| Location identification entries |

-- begin --

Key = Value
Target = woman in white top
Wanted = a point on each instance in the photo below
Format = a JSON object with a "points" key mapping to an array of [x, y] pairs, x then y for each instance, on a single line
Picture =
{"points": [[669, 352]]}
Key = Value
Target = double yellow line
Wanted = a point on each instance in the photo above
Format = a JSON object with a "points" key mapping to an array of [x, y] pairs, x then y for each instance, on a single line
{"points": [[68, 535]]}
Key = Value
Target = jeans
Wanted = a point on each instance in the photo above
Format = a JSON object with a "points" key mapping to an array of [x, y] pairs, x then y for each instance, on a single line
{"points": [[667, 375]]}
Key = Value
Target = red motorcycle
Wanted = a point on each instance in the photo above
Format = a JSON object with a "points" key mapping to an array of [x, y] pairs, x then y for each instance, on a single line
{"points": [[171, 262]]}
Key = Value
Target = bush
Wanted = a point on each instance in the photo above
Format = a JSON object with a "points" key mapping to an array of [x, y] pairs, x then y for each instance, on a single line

-- end --
-- begin --

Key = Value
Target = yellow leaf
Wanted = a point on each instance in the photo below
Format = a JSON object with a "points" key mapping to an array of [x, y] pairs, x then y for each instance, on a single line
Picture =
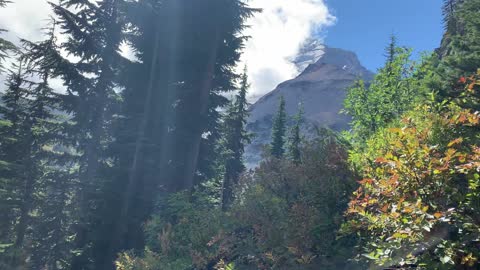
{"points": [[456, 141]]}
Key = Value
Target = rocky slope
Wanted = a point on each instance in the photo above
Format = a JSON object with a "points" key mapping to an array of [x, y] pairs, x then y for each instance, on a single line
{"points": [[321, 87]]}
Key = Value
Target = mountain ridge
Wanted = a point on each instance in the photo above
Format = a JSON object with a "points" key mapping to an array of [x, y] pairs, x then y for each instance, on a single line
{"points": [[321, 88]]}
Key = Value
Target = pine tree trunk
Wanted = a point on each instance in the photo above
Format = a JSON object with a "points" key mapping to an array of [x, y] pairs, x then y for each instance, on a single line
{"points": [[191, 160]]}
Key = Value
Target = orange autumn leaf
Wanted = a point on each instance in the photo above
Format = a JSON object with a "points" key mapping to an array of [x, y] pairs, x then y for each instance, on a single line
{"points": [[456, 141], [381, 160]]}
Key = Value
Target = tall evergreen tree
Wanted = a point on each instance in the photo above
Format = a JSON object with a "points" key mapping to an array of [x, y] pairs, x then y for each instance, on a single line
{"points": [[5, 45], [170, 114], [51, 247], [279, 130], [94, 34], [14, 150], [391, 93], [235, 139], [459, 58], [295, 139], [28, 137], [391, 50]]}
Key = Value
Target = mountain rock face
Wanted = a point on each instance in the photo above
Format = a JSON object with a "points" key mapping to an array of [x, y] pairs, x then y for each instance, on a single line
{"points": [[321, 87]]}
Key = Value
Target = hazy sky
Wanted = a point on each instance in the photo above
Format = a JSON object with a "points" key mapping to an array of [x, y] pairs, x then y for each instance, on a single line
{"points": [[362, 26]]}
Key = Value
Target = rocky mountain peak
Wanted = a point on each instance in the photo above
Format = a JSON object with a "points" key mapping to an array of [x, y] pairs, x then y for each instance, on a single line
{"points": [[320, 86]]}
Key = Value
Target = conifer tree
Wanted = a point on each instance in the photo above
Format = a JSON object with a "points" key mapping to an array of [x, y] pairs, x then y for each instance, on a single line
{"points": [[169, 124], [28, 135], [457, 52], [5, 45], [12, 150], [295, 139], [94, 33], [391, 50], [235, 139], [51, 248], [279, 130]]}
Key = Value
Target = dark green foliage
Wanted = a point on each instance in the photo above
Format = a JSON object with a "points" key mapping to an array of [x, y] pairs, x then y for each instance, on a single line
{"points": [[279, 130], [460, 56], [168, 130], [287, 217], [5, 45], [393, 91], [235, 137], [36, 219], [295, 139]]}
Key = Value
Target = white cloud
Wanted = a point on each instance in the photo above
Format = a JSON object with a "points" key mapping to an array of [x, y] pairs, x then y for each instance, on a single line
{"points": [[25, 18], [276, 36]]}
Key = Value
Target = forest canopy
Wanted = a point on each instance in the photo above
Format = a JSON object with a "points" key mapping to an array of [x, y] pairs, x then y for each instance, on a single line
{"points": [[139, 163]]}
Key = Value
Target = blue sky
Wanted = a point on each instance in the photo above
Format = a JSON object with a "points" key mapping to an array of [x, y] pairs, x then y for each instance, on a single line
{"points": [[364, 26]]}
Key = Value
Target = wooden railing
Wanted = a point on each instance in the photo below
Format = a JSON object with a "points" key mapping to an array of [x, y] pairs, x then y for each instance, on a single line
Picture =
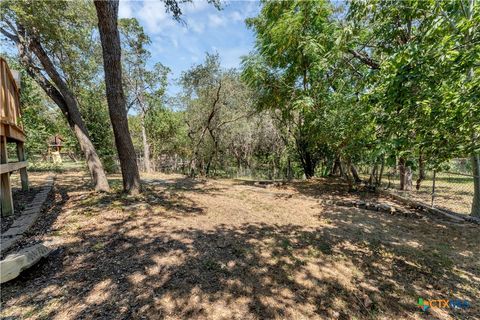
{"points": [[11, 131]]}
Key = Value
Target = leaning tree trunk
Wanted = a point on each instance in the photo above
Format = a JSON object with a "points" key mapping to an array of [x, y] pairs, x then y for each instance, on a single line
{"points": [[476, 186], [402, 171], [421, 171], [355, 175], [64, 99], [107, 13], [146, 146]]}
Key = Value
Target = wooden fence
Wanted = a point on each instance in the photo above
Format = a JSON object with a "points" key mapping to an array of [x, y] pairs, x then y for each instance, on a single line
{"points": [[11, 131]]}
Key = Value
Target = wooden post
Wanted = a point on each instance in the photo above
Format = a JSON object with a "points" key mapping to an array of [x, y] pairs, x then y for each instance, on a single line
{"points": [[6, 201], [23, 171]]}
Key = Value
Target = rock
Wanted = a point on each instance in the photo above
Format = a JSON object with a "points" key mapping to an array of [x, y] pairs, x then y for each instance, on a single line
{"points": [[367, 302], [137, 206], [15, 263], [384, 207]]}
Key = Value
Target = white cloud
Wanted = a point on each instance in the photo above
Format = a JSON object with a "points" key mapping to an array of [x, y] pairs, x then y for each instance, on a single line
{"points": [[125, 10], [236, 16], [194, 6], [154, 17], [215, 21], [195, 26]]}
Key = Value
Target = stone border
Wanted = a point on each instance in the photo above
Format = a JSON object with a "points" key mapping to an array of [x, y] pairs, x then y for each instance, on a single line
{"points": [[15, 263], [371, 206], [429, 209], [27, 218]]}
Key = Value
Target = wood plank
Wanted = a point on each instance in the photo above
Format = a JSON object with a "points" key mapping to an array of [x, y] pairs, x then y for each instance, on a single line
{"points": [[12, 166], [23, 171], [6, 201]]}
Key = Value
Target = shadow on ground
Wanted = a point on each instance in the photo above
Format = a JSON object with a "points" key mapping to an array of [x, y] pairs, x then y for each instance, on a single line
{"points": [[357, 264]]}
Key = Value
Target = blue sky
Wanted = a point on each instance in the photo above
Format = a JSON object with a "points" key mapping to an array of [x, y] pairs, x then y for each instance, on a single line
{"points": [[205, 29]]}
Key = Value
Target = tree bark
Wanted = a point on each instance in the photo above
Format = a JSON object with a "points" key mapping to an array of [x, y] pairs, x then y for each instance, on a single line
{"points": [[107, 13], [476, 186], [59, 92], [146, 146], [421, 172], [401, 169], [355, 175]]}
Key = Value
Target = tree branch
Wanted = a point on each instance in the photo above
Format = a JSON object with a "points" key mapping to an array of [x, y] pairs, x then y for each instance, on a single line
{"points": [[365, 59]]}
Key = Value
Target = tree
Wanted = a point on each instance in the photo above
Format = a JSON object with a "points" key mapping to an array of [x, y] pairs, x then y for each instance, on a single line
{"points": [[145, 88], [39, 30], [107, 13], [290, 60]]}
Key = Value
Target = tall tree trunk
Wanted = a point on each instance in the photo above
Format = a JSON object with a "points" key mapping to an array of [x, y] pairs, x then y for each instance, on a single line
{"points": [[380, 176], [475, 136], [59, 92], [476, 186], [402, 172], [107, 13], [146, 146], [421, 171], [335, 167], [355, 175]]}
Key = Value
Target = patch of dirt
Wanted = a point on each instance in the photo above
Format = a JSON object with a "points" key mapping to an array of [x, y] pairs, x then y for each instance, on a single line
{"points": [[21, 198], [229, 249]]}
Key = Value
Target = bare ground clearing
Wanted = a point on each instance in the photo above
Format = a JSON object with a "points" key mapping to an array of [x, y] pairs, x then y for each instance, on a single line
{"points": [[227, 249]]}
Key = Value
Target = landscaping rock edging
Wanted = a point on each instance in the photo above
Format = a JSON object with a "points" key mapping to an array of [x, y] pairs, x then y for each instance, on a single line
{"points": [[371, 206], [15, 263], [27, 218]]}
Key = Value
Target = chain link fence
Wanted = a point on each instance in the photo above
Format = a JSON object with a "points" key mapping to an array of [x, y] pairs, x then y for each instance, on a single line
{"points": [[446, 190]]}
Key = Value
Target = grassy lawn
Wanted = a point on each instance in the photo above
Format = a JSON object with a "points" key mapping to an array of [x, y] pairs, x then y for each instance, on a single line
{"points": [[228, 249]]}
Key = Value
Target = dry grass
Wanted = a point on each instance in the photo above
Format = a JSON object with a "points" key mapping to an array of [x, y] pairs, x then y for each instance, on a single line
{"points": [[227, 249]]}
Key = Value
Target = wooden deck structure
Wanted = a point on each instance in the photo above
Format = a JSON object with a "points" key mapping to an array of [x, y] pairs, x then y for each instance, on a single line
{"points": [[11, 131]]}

-- end --

| PROBLEM TO WORK ON |
Show every line above that contains the word "leaf", copied in full. Case counts.

| TASK ANSWER |
Target = yellow leaf
Target = orange autumn leaf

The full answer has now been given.